[Study material Boundary: Start]

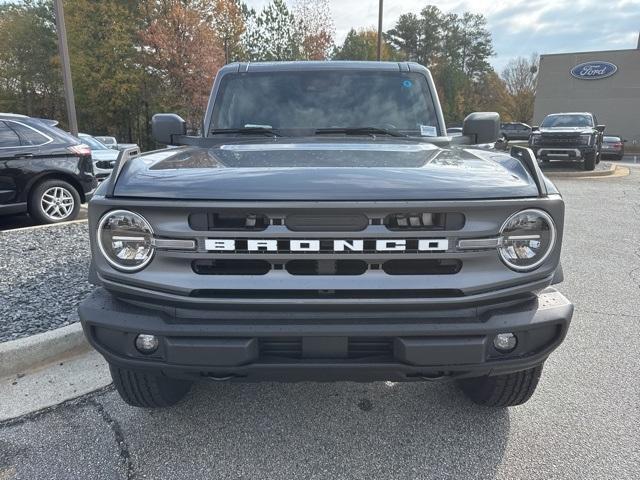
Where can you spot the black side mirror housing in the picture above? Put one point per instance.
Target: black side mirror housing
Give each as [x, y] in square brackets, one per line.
[482, 127]
[164, 126]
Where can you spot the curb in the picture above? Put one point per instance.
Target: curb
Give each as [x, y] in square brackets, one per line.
[18, 356]
[38, 227]
[582, 174]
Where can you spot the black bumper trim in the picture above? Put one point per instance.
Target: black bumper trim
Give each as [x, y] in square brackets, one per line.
[421, 348]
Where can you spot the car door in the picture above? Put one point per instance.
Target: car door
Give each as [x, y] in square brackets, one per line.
[20, 148]
[9, 141]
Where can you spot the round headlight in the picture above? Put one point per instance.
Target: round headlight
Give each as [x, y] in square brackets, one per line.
[126, 240]
[527, 239]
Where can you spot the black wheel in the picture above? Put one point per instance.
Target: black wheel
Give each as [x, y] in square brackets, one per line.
[142, 389]
[589, 161]
[54, 201]
[502, 390]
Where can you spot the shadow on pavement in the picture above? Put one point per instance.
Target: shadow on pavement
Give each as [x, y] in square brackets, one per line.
[343, 430]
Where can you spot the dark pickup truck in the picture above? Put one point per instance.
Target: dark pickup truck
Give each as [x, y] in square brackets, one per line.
[569, 136]
[324, 227]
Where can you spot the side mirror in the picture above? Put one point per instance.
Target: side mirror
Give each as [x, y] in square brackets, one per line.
[482, 127]
[164, 126]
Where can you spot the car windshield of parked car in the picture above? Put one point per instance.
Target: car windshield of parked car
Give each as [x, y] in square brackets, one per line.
[556, 121]
[93, 143]
[311, 100]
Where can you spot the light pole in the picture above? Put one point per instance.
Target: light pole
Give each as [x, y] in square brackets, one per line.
[380, 30]
[66, 67]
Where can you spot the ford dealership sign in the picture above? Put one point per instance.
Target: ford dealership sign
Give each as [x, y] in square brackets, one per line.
[594, 70]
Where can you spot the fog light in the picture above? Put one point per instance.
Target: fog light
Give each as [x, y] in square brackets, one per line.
[146, 343]
[505, 342]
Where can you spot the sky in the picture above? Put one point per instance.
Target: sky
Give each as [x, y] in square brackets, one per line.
[518, 27]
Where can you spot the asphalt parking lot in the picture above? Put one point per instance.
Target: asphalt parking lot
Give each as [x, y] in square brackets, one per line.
[583, 422]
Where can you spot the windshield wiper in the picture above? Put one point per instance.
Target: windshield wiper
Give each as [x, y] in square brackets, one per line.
[246, 131]
[360, 131]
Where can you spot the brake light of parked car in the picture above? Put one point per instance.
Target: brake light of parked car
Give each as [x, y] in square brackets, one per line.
[81, 150]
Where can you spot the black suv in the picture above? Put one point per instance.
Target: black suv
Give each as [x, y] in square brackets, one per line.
[43, 170]
[568, 136]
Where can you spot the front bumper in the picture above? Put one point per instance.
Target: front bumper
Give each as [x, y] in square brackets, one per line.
[569, 153]
[436, 345]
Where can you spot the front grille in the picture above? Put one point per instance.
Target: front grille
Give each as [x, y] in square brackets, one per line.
[357, 347]
[212, 221]
[559, 141]
[326, 222]
[327, 267]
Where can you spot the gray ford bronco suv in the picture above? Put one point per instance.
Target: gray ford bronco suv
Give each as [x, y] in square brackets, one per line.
[323, 227]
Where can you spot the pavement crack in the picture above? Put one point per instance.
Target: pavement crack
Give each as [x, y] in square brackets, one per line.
[118, 434]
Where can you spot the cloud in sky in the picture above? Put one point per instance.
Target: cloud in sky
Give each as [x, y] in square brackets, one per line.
[519, 27]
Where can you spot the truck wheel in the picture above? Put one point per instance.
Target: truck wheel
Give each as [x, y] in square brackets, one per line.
[590, 161]
[141, 389]
[502, 390]
[54, 201]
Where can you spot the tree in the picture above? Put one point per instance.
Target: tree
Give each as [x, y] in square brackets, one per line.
[362, 45]
[316, 29]
[406, 37]
[228, 22]
[272, 34]
[521, 79]
[30, 79]
[184, 54]
[104, 65]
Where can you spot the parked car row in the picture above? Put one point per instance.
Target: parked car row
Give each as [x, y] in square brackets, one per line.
[47, 172]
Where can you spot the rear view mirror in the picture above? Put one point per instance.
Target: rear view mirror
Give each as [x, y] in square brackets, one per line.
[165, 126]
[482, 127]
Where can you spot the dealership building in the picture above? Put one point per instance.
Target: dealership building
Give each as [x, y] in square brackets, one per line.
[606, 83]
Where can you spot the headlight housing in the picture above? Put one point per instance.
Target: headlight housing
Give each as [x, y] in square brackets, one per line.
[527, 238]
[126, 240]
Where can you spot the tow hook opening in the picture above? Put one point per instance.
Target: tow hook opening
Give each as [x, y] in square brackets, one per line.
[432, 376]
[219, 378]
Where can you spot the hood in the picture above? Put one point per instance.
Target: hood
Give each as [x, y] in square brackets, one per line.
[566, 130]
[102, 155]
[323, 170]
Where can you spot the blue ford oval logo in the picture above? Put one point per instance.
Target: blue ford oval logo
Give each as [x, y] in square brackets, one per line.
[594, 70]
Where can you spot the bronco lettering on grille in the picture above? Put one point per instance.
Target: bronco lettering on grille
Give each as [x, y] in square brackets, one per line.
[316, 245]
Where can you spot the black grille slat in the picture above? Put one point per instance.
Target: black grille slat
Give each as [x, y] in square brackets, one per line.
[358, 347]
[326, 294]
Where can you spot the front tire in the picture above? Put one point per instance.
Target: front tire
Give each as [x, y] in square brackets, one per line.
[146, 390]
[54, 201]
[502, 390]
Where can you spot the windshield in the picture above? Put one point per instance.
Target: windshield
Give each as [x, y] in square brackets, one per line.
[555, 121]
[311, 100]
[92, 142]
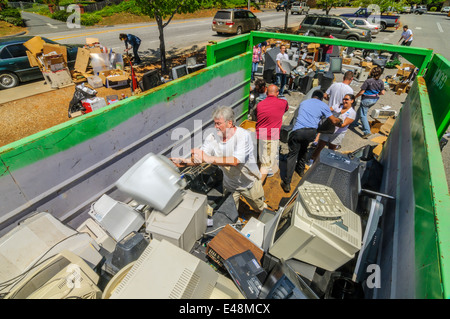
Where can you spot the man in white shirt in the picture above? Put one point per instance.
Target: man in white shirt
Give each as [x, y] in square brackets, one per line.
[281, 73]
[231, 148]
[406, 36]
[338, 90]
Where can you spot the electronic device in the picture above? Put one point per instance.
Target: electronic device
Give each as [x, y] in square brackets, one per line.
[335, 65]
[317, 229]
[260, 232]
[117, 218]
[100, 236]
[284, 283]
[260, 70]
[179, 71]
[62, 276]
[151, 79]
[377, 113]
[225, 288]
[155, 181]
[271, 58]
[38, 238]
[229, 242]
[338, 171]
[184, 225]
[165, 271]
[247, 273]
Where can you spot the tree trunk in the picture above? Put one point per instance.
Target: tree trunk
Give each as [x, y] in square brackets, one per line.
[162, 45]
[286, 14]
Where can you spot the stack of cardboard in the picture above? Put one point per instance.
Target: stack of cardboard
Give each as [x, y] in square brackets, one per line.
[51, 60]
[95, 63]
[401, 83]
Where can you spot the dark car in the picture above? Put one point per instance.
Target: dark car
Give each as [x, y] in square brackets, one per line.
[339, 27]
[235, 21]
[281, 6]
[14, 65]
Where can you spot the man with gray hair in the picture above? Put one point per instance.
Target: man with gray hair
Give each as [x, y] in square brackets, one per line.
[231, 148]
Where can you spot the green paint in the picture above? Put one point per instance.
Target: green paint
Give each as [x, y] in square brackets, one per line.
[438, 83]
[66, 135]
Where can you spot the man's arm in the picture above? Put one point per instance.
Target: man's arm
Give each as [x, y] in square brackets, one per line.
[198, 156]
[335, 120]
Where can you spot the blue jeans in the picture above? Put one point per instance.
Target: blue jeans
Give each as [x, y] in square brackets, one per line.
[361, 114]
[254, 69]
[281, 80]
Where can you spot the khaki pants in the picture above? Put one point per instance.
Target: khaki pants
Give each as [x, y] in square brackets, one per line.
[254, 196]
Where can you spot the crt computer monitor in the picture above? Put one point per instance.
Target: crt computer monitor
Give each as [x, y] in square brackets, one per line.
[179, 71]
[165, 271]
[316, 228]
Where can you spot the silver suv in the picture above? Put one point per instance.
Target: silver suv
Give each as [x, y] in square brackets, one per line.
[339, 27]
[235, 21]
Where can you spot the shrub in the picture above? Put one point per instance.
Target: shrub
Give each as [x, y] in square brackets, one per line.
[89, 19]
[60, 15]
[12, 15]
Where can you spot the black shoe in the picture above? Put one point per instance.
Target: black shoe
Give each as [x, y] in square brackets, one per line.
[285, 187]
[300, 172]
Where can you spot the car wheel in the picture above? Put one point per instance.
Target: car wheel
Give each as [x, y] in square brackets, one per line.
[8, 80]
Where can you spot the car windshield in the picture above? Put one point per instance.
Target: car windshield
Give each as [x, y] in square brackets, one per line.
[223, 15]
[349, 23]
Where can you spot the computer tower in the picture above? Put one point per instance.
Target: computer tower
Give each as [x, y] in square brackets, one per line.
[151, 79]
[339, 172]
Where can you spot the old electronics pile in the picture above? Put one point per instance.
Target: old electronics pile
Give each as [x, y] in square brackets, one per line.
[51, 60]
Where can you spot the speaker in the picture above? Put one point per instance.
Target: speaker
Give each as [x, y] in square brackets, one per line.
[151, 79]
[271, 59]
[338, 171]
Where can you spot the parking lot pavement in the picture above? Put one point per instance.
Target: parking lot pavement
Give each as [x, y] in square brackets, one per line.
[23, 91]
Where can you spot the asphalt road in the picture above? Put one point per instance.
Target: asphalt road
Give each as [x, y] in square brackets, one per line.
[430, 30]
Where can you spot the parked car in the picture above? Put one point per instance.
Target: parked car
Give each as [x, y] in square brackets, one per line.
[386, 21]
[365, 24]
[420, 9]
[281, 6]
[339, 27]
[405, 10]
[235, 21]
[299, 8]
[14, 65]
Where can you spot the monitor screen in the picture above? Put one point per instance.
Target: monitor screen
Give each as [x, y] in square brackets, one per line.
[179, 71]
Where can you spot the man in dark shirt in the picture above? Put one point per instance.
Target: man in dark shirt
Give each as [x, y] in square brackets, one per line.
[134, 42]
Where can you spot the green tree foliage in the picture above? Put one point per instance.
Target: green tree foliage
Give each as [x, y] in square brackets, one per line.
[163, 11]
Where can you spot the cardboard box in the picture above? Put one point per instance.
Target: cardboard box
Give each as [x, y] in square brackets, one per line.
[58, 79]
[35, 45]
[312, 47]
[48, 48]
[347, 61]
[114, 78]
[83, 56]
[385, 129]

[Study material Boundary: End]

(Task brief): Every line of the listing that includes the word "jeans" forms the answer.

(Your solution):
Where can you spot the blue jeans in the picture above? Put one point per instance.
Target: blue jeans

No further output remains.